Your instructions
Locate the string "with" in the records below. Copy every line where it occurs.

Phrase grounding data
——

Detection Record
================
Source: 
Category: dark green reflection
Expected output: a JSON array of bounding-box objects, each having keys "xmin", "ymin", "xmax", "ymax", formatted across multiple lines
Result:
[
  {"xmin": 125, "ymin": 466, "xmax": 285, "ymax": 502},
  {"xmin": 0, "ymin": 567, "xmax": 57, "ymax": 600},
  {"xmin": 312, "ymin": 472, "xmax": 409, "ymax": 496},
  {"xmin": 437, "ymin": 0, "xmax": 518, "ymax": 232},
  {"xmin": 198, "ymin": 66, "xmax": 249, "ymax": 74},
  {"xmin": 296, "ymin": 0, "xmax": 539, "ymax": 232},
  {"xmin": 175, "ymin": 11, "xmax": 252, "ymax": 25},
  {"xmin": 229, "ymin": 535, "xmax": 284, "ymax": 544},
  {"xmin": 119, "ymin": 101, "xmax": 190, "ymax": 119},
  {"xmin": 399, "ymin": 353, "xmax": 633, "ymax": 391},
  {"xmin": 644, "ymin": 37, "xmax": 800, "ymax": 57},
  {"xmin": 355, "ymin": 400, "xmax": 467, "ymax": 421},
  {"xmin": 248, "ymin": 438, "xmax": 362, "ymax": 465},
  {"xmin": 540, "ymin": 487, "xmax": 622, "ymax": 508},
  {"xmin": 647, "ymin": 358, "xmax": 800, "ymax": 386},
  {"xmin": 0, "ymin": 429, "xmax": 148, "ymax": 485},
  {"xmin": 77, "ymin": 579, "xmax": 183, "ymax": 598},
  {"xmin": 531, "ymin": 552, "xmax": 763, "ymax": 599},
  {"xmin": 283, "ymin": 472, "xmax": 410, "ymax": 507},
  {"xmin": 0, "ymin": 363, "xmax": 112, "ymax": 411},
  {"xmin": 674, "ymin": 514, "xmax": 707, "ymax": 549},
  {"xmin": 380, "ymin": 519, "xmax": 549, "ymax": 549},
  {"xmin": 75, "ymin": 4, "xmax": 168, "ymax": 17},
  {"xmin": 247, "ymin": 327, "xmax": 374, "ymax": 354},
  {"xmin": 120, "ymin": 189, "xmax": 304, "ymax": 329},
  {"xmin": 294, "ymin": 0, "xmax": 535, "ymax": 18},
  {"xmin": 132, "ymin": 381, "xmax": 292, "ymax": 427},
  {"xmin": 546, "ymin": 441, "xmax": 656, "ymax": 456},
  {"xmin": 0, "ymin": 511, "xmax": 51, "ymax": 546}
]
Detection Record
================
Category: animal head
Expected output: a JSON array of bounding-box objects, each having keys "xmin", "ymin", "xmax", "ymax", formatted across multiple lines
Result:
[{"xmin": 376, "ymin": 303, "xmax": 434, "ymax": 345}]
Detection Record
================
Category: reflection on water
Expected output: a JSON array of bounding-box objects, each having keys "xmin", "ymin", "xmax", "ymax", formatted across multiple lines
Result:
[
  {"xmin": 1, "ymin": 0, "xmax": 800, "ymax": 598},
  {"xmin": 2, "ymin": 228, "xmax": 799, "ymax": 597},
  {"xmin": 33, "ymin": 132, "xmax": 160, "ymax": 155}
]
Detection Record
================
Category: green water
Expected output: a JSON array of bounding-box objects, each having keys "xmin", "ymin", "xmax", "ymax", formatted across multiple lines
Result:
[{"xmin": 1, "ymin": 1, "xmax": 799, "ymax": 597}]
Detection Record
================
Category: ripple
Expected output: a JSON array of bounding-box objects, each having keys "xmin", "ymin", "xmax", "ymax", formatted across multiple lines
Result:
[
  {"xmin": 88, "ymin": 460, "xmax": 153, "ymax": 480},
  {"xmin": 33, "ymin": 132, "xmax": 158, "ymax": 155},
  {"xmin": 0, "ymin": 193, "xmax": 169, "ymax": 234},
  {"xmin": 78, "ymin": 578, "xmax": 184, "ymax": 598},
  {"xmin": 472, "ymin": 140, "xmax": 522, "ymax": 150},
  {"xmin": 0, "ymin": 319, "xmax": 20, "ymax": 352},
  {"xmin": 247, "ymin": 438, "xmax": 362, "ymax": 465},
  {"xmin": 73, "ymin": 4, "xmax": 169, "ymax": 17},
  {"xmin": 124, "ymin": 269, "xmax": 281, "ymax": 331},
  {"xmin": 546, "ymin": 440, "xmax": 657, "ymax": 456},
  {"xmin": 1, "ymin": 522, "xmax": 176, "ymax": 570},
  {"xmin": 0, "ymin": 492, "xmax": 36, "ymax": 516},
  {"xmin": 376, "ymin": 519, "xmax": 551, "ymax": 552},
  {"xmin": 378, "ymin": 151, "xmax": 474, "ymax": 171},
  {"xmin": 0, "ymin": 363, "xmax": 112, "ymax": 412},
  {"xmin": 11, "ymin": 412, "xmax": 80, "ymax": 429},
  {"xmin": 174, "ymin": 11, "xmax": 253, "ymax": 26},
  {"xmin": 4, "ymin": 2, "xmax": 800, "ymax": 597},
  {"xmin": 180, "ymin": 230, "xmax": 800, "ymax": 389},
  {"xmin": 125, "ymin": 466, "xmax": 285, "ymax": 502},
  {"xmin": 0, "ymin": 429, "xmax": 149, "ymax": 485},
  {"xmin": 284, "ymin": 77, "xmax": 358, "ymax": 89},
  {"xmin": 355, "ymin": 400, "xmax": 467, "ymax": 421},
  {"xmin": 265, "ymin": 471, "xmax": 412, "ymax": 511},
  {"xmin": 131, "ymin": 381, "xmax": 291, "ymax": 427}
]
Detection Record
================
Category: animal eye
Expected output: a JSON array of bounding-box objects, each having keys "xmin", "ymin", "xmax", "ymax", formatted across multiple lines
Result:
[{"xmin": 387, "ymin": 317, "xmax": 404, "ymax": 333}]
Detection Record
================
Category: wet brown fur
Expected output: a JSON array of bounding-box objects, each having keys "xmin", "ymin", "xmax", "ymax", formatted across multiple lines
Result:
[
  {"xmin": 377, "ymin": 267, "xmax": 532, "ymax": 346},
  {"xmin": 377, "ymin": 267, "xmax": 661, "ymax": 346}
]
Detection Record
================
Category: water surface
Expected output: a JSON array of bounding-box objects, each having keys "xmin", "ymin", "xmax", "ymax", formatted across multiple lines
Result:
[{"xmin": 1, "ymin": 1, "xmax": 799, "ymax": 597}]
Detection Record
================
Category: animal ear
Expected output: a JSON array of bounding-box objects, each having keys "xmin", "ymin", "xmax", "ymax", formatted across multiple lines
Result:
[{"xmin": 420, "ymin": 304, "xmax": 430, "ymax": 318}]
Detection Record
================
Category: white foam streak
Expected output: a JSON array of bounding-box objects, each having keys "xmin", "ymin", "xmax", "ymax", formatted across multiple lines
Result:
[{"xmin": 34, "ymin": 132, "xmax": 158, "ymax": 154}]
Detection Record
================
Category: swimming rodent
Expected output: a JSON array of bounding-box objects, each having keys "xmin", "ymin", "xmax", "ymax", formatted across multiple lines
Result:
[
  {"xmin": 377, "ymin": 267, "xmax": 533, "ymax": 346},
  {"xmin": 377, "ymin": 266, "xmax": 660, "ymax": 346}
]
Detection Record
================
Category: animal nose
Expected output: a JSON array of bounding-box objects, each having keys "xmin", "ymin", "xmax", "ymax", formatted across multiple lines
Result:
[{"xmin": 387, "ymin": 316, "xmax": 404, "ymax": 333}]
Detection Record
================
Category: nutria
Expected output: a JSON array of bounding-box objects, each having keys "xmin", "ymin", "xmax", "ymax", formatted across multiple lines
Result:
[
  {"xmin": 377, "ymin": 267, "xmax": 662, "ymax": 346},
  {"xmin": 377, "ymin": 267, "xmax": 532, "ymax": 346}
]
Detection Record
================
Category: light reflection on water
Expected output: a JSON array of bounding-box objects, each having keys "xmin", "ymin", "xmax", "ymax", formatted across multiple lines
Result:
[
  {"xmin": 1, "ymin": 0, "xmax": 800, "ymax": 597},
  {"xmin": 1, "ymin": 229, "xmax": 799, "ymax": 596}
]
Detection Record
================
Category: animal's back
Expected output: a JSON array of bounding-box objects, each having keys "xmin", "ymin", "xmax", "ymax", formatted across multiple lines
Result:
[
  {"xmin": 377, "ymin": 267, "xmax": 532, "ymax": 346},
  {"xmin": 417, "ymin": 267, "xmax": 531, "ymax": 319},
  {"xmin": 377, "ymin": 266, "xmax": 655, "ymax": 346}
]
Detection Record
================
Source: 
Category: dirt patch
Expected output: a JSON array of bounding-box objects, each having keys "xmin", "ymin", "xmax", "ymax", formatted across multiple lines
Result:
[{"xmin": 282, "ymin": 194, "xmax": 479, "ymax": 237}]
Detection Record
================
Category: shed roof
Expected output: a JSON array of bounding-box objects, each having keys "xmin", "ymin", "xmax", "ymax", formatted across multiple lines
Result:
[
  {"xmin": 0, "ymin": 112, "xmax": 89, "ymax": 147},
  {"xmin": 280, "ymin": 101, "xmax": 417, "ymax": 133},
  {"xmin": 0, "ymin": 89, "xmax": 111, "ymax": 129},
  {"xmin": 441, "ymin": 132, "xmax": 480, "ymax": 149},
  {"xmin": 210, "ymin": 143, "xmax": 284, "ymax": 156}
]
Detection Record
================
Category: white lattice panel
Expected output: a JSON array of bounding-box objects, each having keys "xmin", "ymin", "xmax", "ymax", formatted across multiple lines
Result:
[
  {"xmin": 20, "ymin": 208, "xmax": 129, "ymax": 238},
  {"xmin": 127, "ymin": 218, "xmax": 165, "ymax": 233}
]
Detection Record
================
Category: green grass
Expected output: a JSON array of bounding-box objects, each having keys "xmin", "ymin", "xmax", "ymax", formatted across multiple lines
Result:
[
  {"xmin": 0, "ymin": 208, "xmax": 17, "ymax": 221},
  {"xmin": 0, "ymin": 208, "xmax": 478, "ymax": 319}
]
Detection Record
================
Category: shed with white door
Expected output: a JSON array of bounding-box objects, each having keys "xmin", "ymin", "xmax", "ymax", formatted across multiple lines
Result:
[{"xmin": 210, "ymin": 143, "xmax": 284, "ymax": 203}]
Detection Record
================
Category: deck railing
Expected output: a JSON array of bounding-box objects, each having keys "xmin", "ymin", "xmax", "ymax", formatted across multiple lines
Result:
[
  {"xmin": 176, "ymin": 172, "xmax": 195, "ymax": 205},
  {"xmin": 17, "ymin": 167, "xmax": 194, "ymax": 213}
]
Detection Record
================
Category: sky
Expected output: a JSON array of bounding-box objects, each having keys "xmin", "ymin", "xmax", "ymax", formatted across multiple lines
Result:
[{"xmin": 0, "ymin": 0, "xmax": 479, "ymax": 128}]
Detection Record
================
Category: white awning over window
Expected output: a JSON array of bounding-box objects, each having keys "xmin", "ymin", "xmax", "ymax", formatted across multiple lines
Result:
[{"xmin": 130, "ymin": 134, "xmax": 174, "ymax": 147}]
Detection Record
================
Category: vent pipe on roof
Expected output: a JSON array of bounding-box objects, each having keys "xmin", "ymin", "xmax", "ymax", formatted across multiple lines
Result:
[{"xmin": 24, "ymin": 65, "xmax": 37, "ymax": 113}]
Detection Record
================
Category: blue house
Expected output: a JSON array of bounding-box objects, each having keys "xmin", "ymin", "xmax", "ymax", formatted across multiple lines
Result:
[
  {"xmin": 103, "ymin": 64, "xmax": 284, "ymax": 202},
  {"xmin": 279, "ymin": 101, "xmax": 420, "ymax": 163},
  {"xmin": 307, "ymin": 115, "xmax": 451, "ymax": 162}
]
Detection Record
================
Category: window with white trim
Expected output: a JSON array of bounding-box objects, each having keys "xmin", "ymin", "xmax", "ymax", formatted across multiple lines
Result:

——

Exercise answer
Category: shed with white door
Category: window with white trim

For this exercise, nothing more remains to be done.